→ Problem to work on
Make an exact copy of all the records that follow, apart from the pictures.

→ Raw data
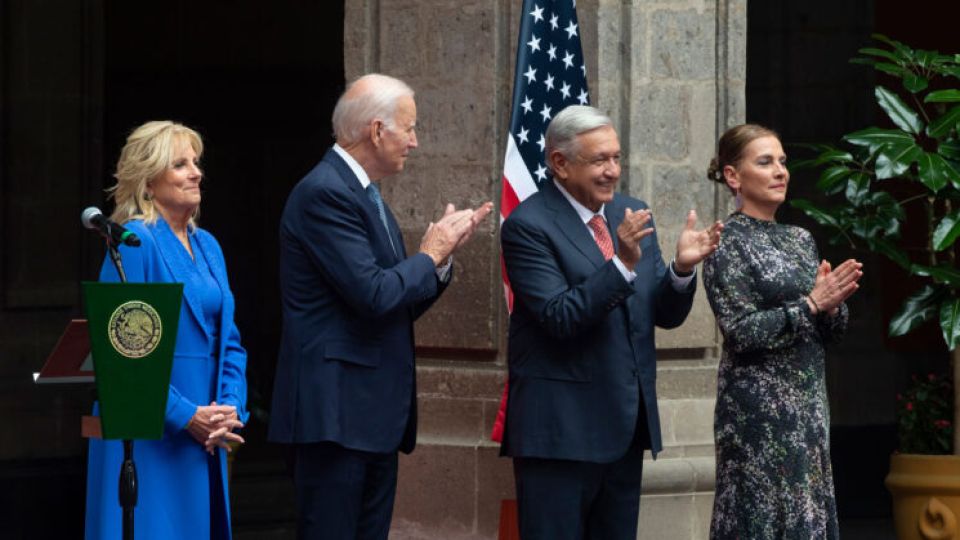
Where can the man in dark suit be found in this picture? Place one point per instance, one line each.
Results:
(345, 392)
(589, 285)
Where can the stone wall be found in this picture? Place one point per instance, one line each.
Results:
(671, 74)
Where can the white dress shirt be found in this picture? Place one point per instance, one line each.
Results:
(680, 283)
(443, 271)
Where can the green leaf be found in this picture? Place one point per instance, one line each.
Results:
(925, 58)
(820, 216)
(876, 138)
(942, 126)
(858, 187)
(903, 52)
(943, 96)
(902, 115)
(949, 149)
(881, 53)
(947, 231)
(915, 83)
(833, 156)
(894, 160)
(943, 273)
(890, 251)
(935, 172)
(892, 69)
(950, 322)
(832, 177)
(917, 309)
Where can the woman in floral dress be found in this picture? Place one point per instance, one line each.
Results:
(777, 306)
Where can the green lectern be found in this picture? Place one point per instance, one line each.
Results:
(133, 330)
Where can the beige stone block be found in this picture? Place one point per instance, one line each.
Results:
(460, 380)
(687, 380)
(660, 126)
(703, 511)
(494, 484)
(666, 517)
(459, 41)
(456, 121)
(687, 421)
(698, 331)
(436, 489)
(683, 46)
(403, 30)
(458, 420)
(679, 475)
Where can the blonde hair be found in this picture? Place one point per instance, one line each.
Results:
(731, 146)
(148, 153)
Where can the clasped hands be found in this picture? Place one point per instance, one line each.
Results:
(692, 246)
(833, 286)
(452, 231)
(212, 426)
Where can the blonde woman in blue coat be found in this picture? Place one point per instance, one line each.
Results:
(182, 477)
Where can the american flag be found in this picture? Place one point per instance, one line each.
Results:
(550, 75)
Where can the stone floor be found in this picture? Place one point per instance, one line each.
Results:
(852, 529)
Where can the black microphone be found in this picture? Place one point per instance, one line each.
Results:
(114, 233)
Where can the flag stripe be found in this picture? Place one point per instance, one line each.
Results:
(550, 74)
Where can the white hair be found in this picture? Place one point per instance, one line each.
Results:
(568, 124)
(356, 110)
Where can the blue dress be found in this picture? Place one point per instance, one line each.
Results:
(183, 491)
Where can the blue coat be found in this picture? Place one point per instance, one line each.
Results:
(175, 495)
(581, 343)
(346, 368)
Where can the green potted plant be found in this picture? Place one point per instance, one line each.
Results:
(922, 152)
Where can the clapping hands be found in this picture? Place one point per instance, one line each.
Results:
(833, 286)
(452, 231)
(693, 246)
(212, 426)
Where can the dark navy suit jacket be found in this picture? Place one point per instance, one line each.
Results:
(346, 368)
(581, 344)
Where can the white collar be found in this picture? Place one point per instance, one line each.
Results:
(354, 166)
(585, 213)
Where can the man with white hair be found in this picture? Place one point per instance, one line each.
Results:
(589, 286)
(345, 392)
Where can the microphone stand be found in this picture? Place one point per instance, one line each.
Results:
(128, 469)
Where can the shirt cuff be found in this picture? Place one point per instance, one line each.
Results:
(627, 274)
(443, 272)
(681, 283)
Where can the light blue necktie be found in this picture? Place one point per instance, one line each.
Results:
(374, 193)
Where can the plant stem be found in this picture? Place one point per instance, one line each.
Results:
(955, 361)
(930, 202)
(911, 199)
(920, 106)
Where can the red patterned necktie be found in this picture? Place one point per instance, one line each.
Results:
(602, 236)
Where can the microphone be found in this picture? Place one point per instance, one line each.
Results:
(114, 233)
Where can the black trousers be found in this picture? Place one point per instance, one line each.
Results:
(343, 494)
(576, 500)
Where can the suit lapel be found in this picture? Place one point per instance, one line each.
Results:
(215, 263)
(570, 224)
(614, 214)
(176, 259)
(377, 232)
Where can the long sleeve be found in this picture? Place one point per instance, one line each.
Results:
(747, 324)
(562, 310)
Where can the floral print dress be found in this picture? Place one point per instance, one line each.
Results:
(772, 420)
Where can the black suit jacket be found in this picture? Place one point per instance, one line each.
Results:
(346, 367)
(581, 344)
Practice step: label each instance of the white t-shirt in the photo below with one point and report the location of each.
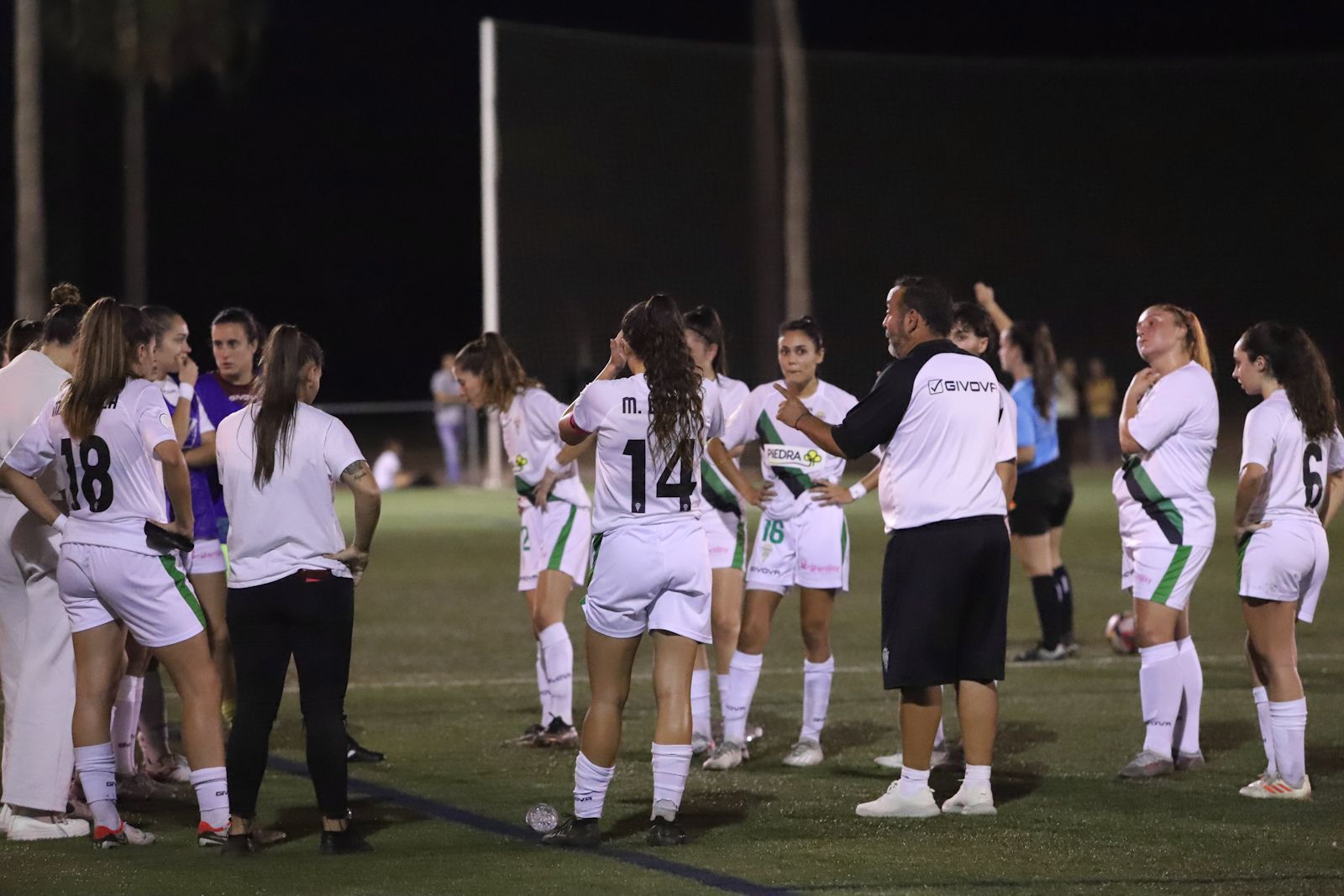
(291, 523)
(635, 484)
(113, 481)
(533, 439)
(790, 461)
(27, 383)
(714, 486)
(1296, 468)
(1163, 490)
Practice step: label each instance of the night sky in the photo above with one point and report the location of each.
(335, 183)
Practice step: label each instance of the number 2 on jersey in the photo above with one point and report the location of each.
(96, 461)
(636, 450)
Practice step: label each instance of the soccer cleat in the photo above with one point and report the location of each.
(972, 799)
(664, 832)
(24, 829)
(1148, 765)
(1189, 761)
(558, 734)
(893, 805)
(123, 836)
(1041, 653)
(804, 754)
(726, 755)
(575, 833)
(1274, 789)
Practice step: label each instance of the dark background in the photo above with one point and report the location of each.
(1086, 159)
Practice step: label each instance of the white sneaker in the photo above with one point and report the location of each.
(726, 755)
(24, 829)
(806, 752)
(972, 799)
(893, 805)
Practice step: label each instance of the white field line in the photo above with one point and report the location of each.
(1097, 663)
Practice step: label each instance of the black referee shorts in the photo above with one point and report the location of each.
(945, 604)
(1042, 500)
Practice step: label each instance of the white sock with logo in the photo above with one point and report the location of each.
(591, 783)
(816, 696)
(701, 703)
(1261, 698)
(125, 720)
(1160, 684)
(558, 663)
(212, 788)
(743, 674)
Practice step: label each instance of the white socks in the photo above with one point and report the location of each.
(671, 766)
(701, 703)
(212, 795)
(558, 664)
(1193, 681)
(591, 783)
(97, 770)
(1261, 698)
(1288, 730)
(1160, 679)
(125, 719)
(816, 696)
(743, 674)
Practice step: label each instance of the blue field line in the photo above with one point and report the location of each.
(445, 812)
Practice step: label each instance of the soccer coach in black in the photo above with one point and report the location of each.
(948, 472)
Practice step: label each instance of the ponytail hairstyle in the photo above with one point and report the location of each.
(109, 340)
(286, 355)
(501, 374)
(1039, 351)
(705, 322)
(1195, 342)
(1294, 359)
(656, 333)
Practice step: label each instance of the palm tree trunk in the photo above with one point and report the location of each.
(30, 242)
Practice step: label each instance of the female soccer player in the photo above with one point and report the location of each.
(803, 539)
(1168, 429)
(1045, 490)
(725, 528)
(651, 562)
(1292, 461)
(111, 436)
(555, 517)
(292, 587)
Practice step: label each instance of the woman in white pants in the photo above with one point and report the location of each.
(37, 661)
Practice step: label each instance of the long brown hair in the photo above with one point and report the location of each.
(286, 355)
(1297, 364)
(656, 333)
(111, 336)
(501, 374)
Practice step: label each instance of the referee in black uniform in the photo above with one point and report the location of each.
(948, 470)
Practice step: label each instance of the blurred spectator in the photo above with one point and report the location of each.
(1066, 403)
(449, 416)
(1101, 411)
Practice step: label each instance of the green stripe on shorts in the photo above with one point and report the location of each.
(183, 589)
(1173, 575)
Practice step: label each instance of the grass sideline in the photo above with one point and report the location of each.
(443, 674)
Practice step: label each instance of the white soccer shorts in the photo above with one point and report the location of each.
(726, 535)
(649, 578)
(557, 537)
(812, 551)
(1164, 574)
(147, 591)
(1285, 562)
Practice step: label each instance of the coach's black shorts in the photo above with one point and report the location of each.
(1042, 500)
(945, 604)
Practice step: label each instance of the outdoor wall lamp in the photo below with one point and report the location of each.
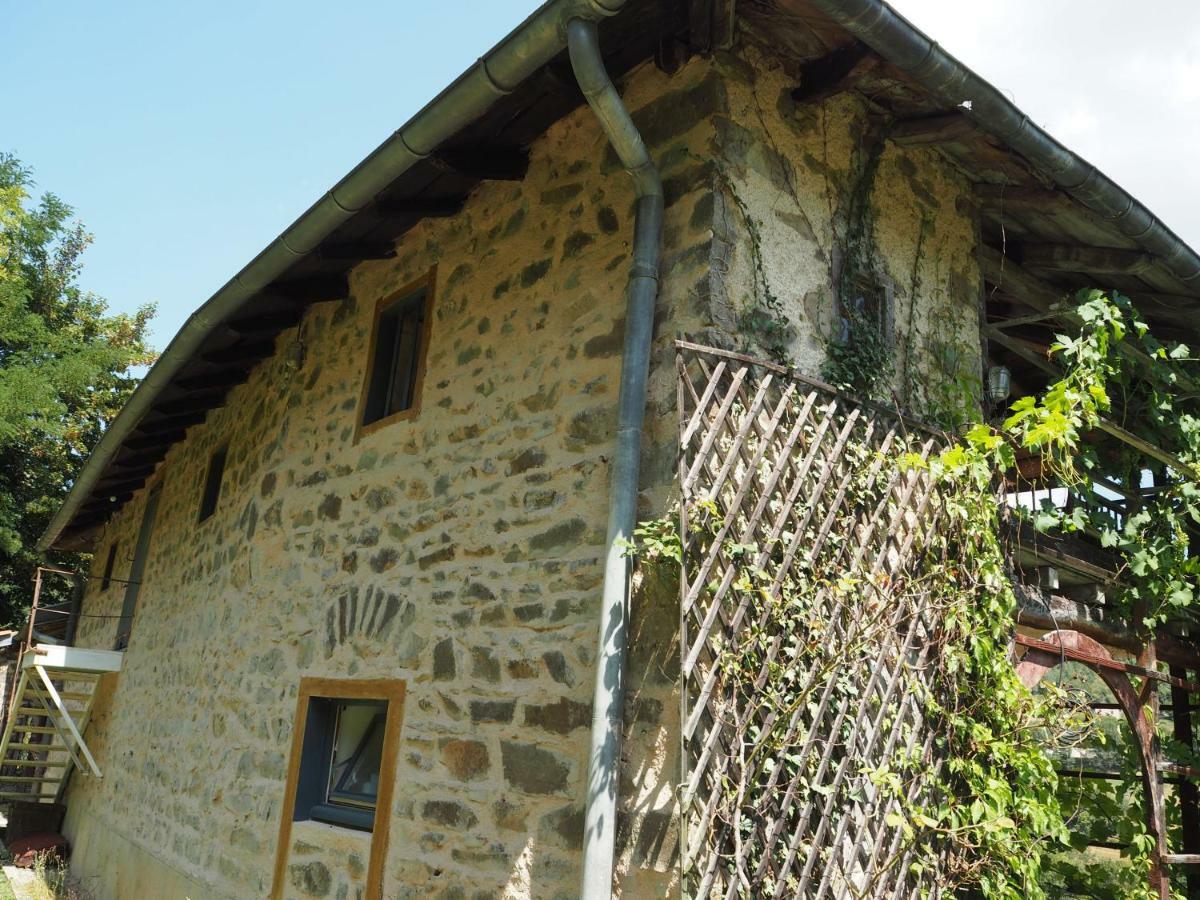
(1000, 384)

→ Solution below
Where can the man in dark suit be found in this picture? Place one point per instance, one line each.
Results:
(345, 392)
(589, 285)
Where can the stone wall be found in this picture? Place one point per instance, one line each.
Results:
(671, 74)
Where can the white dress shirt be found in this picture? Place one point per instance, one line each.
Results:
(680, 283)
(443, 271)
Where can the green leaf be found in this picture? Place one point per instance, one line each.
Results:
(925, 58)
(820, 216)
(876, 138)
(942, 126)
(858, 187)
(903, 52)
(943, 96)
(902, 115)
(949, 149)
(881, 53)
(947, 231)
(915, 83)
(833, 156)
(894, 160)
(943, 273)
(890, 251)
(935, 172)
(892, 69)
(950, 322)
(832, 177)
(917, 309)
Where can the woman in floral dress be found in this picture? Place one point per instance, one line each.
Results:
(777, 306)
Where can the green lectern be found in this picture? Place one point per instance, one line each.
Results:
(133, 330)
Where can the beige stone block be found in this picture? Place one point per instance, one line each.
Results:
(460, 380)
(687, 380)
(660, 126)
(703, 511)
(494, 484)
(666, 517)
(459, 41)
(456, 121)
(687, 421)
(698, 331)
(436, 489)
(683, 46)
(403, 30)
(458, 420)
(679, 475)
Where can the blonde hair be found in this picture? Place one point per instance, one line each.
Results:
(731, 146)
(148, 153)
Where can the clasped hands be found in this picture? Place one point per instance, one line each.
Results:
(692, 246)
(833, 286)
(452, 231)
(212, 426)
Where can the blonde woman in blue coat be found in this picture? Place one point per instance, one line each.
Results:
(182, 477)
Where can the american flag be found in this picture? Place one point per instance, one line each.
Results:
(550, 75)
Where can the stone floor be found in this picture? Place one point per instance, one line each.
Results:
(852, 529)
Where can the black microphone be found in this picture? Place one point per instance, one line each.
Results:
(114, 233)
Where can the flag stripe be found in this picture? Place one point per instance, one line each.
Results:
(550, 74)
Where can the white hair be found in this picture? Place one point per instance, one line each.
Results:
(568, 124)
(356, 110)
Where can the blue dress be found in this picture? Place one point per instance, one line each.
Results:
(183, 491)
Where can the blue coat be found in this picture? Place one point per instance, one line each.
Results:
(175, 495)
(581, 343)
(346, 368)
Where can the green potted plant be found in this picture? Place one point per instance, one line each.
Results:
(922, 152)
Where can the clapping hands be found in this picture? Place one point per instance, one line each.
Results:
(833, 286)
(452, 231)
(693, 246)
(212, 426)
Where can the dark navy suit jacket be found in this picture? Place one point per instance, one line each.
Results:
(346, 368)
(581, 344)
Where can the white collar be found in this picture? Place one point per instance, one line each.
Results:
(354, 166)
(585, 213)
Where can the man with white hair be found in this picture? Place one point per instance, one line each.
Results:
(589, 286)
(345, 392)
Where can the microphone stand be found in this picture? Place one point per instance, one line each.
Results:
(128, 469)
Where can the shirt cuff be found in this picture? Place one point per instance, one line each.
Results:
(627, 274)
(443, 272)
(681, 283)
Where can the light blue necktie be found in this picture? Place one point per instance, one line each.
Results:
(374, 193)
Where can the plant stem be found in this picture? Place one point per instance, one line each.
Results:
(955, 361)
(930, 202)
(911, 199)
(920, 106)
Where can the red patterned necktie be found in this picture? Place one point per instance, one line each.
Results:
(602, 236)
Where can the microphone be found in this picture? Place one point per instance, one line each.
Results:
(114, 233)
Where can the black trousers be found in this picture? Place one point per instance, one line each.
Results:
(343, 494)
(576, 500)
Where can the suit lapel be found in this picture? Place one point per instance, one line each.
Results:
(215, 263)
(570, 224)
(614, 214)
(176, 259)
(377, 232)
Where can the long sleeve be found in this picture? Place one point per instance, one line each.
Results:
(747, 324)
(562, 310)
Where can the floral print dress be found in this picture? Place one point per instance, one line each.
Results:
(772, 420)
Where can the black suit jacket be found in this picture? Place one point per instance, one line each.
Results:
(346, 367)
(581, 344)
Practice step: label each instance of the white t-shirt in the photo below with one point and report the location of each.
(291, 523)
(635, 484)
(113, 481)
(533, 439)
(790, 461)
(27, 383)
(714, 486)
(1296, 468)
(1163, 490)
Practice step: label each instance of the night sky in the photo above with one point and report the location of each.
(335, 183)
Practice step: label each instance of the number 2 on jersey in the photo above with one point and report the location of each.
(96, 461)
(636, 450)
Practice step: label each instance of the soccer cleat in the photo above with one point and report the location of each.
(972, 799)
(664, 832)
(24, 829)
(1148, 765)
(1189, 761)
(558, 734)
(893, 805)
(123, 836)
(1041, 653)
(804, 754)
(726, 755)
(575, 833)
(1274, 789)
Practice step: label each instance of the dark background in the photo above with one point and report the location of each.
(1086, 159)
Practice step: label each instance of the white sneaker in the photo above with one point and report the location of each.
(726, 755)
(24, 829)
(806, 752)
(972, 799)
(893, 805)
Practice step: label each instance of the white field line in the photo above with one point and report the location of each.
(1097, 663)
Practice step: label each instance of the black referee shorts in the photo above with one point and report the location of each.
(945, 604)
(1042, 500)
Practice step: label each instance of the white sock with logo in the photo above with one point and report the location of each.
(591, 783)
(816, 696)
(701, 703)
(1261, 698)
(125, 720)
(1160, 684)
(558, 663)
(212, 788)
(743, 674)
Practice step: label each instance of the white socks in the photo above with one point and report the location of each.
(671, 766)
(701, 703)
(212, 795)
(558, 664)
(1193, 681)
(591, 783)
(97, 770)
(1261, 698)
(1288, 730)
(1160, 679)
(125, 719)
(816, 696)
(743, 674)
Practice step: label each instance of the blue field line in the photo above with one point and report the location of each.
(445, 812)
Practice step: label each instance of the soccer coach in black in the photo above with one point and report the location of each.
(948, 472)
Practice step: label each instance of the ponytail hairstyle in the photo above with one point and report the location of each.
(109, 340)
(286, 355)
(501, 374)
(1039, 351)
(705, 322)
(1195, 342)
(1294, 359)
(656, 333)
Practice step: label each instance of the palm tree trunk in the photo above with one point and report the location of each.
(30, 242)
Practice step: label each instance of the female soccer player in the photo above with one point and report the location of each.
(803, 539)
(1168, 429)
(1045, 490)
(725, 528)
(651, 562)
(1292, 461)
(111, 436)
(555, 517)
(292, 587)
Practice step: label each instance of the woman in white pants in the photo above with one point and report the location of each.
(37, 661)
Practice step: label each instance of the long brown hair in the photo above with one point and report the location of each.
(286, 355)
(1297, 364)
(656, 333)
(111, 336)
(501, 374)
Practice step: label each instance of the referee in black uniform in the photo above with one point and report the location of each.
(948, 470)
Practice step: label each instance of the blurred spectator in the photo above with one point and report the location of each.
(1066, 403)
(449, 416)
(1101, 411)
Practice step: label each instance of the green stripe on shorts in the photo above with one point and report the location of each.
(183, 589)
(1173, 575)
Practice step: label each instance of the grass sideline in the photo above with one point and report the location of each.
(443, 674)
Practice step: label each instance of the white soccer shorts in the photo above with one point and report the location of each.
(726, 535)
(649, 578)
(557, 537)
(812, 551)
(1164, 574)
(147, 591)
(1285, 562)
Practice step: label each instance of the coach's black shorts in the photo above with one point and report the location of each.
(1042, 500)
(945, 604)
Practice step: label each instance of the outdoor wall lamp in the photo below with one point and report the location of each.
(1000, 384)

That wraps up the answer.